## REQUIREMENT
Make an exact reproduction of all the data.

## RECORDS SUPPLIED
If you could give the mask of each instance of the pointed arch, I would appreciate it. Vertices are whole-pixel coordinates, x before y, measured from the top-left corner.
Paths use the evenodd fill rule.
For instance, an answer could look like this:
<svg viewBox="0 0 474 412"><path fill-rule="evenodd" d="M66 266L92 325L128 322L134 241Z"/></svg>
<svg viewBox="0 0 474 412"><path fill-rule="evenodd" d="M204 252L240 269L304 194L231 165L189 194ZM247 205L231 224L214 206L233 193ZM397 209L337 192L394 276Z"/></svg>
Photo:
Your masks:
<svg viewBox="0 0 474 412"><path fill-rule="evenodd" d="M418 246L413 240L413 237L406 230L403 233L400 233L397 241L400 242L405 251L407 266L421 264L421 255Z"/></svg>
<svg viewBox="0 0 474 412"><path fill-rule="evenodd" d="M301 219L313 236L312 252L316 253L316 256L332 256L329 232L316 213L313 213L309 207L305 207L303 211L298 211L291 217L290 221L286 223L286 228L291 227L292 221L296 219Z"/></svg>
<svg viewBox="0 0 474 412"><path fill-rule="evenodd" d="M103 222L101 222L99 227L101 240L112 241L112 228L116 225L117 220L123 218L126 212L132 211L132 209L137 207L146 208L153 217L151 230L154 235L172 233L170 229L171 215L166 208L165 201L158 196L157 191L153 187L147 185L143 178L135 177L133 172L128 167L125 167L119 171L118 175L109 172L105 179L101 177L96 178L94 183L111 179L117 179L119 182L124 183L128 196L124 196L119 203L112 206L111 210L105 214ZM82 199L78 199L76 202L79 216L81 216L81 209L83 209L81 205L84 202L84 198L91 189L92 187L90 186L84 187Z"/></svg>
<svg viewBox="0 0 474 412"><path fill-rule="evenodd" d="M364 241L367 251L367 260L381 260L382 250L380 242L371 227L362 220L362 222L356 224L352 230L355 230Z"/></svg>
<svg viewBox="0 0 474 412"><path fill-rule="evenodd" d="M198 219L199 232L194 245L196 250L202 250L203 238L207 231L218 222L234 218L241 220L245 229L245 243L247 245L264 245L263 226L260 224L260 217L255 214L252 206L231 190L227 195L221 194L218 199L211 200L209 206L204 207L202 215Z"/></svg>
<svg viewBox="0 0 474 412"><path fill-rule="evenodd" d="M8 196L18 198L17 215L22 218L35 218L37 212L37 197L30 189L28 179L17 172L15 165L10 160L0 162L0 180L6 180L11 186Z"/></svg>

## RESULT FOR THIS EXERCISE
If you could give the mask of each instance of the pointed arch, I would appreciate it. Vertices are whole-pixel coordinates, x before y, measured from the top-left corner.
Paths use the evenodd fill rule.
For instance, an answer could look like this:
<svg viewBox="0 0 474 412"><path fill-rule="evenodd" d="M66 266L92 325L128 322L134 241Z"/></svg>
<svg viewBox="0 0 474 412"><path fill-rule="evenodd" d="M204 252L240 269L304 194L231 165L189 194ZM247 205L231 224L214 206L233 193ZM397 209L337 192L394 276Z"/></svg>
Photo:
Your masks:
<svg viewBox="0 0 474 412"><path fill-rule="evenodd" d="M418 246L413 240L413 237L406 230L403 233L400 233L397 241L400 242L405 251L407 266L421 264L421 255Z"/></svg>
<svg viewBox="0 0 474 412"><path fill-rule="evenodd" d="M301 219L313 236L312 252L316 253L316 256L332 256L329 232L316 213L313 213L309 207L305 207L303 211L298 211L291 217L290 221L286 223L286 228L291 227L292 221L296 219Z"/></svg>
<svg viewBox="0 0 474 412"><path fill-rule="evenodd" d="M103 222L101 222L99 227L101 240L112 241L112 228L116 225L117 220L123 218L126 212L132 211L132 209L137 207L146 208L153 217L151 230L154 235L172 233L170 229L171 215L166 208L165 201L158 196L157 191L153 187L147 185L143 178L135 177L133 172L128 167L125 167L119 171L118 175L109 172L105 179L101 177L96 178L94 183L111 179L117 179L119 182L124 183L128 196L124 196L119 203L112 206L111 210L105 214ZM82 199L78 199L76 202L79 216L81 216L81 209L83 209L81 205L84 202L84 198L91 189L92 187L90 186L84 187Z"/></svg>
<svg viewBox="0 0 474 412"><path fill-rule="evenodd" d="M364 241L367 251L367 260L381 260L382 250L380 242L371 227L362 220L362 222L356 224L352 230L355 230Z"/></svg>
<svg viewBox="0 0 474 412"><path fill-rule="evenodd" d="M198 219L199 232L194 245L196 250L202 250L203 238L207 231L218 222L234 218L241 220L245 229L245 243L247 245L264 245L263 226L260 224L260 217L255 214L252 206L231 190L227 195L221 194L218 199L211 200L209 206L204 207L202 215Z"/></svg>
<svg viewBox="0 0 474 412"><path fill-rule="evenodd" d="M8 196L18 198L17 215L22 218L35 218L37 212L37 197L30 189L28 179L17 172L15 165L10 160L0 162L0 180L6 180L11 186Z"/></svg>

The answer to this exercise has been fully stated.